:: Extrait
Les résultats du dernier scrutin général québécois se sont avérés plus désastreux pour les formations indépendantistes que ce qu’avaient projeté les sondages préélectoraux. Dans notre texte paru dans le dossier « Le tournant » consacré au dernier scrutin, « L’élection générale de 2018 ne scellera pas le sort de l’option indépendantiste », nous écrivions que :
Si la famille indépendantiste devait perdre la force de la représentation parlementaire qu’elle a depuis la première élection des députés indépendantistes à l’Assemblée nationale en 1970, elle se priverait alors d’un important levier pour la réalisation de son projet. Comme c’est par la voie démocratique que la fondation de la République libre du Québec devra se faire, l’élection de députés indépendantistes est cruciale.
Avec un maigre 33,161 % d’appui populaire et 20 sièges répartis entre Québec solidaire (QS) et le Parti québécois (PQ), force est aujourd’hui de reconnaître que les indépendantistes ont en pratique perdu ce levier. Cette perte est-elle définitive ? Les forces indépendantistes sauront-elles reconquérir l’électorat québécois ?
::::
:: Lignes de données
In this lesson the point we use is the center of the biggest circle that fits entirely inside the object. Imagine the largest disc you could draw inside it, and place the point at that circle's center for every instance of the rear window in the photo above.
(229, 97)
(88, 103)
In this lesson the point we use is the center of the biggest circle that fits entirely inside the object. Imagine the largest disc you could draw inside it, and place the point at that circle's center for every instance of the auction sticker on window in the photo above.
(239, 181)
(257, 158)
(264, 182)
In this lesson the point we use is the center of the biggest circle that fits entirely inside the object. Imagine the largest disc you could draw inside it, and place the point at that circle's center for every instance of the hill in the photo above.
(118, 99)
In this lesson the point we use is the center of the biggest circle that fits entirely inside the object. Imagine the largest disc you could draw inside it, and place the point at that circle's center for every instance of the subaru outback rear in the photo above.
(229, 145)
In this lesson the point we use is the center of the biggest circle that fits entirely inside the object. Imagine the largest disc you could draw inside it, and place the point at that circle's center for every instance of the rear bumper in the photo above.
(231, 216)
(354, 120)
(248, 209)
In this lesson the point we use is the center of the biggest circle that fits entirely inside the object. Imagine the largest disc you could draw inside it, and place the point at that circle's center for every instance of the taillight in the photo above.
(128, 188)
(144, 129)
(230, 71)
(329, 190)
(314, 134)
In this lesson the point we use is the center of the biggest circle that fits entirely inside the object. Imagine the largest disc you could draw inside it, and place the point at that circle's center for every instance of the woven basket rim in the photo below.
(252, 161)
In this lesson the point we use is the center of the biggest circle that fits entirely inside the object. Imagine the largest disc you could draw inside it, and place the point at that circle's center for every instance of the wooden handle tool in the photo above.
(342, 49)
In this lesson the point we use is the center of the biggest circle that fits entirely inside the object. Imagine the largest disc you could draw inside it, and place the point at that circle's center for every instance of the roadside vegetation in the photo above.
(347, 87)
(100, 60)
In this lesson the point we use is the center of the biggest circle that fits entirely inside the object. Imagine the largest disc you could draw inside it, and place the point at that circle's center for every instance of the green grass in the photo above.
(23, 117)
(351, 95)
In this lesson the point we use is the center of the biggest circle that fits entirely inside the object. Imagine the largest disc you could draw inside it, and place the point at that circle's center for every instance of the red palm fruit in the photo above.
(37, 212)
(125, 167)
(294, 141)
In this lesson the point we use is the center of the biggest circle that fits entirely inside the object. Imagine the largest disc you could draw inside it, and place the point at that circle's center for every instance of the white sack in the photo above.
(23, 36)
::::
▶ [Objectifs]
1. Répondez s'il vous plaît à ces questions sur l'extrait consacré au scrutin québécois :
(a) Depuis quelle année des députés indépendantistes sont-ils élus à l'Assemblée nationale ?
(b) Quel pourcentage d'appui populaire les indépendantistes ont-ils obtenu ?
(c) Quel est le titre du dossier où a paru le texte cité ?
2. Poursuivez l'extrait consacré au scrutin québécois en reprenant après sa dernière phrase.
La liste provient d'une autre source.

▶ [Résultats par tâche]
1.
(a) 1970
(b) 33,161 %
(c) « Le tournant »

2.
Dans les quelques lignes qui suivent, je m’attarderai à jeter un éclair très sommaire et partiel sur ces résultats. Faute d’espace, il ne me sera pas permis d’aborder d’éventuelles pistes de solution pour imaginer une suite des choses plus inspirante que ce que ces résultats laissent voir.
Les résultats de Québec solidaire
D’abord, on ne peut manquer de souligner les bons succès électoraux obtenus par QS, mieux que ce à quoi les militants mêmes les plus optimistes de cette formation pouvaient espérer en début de campagne. Qui plus est, cette formation est aussi parvenue à sortir de l’Île de Montréal où elle était cantonnée depuis ses débuts. Je laisserai de côté les raisons de cette victoire ; elles sont assurément multiples et elles ont fort certainement très peu à avoir avec l’option indépendantiste.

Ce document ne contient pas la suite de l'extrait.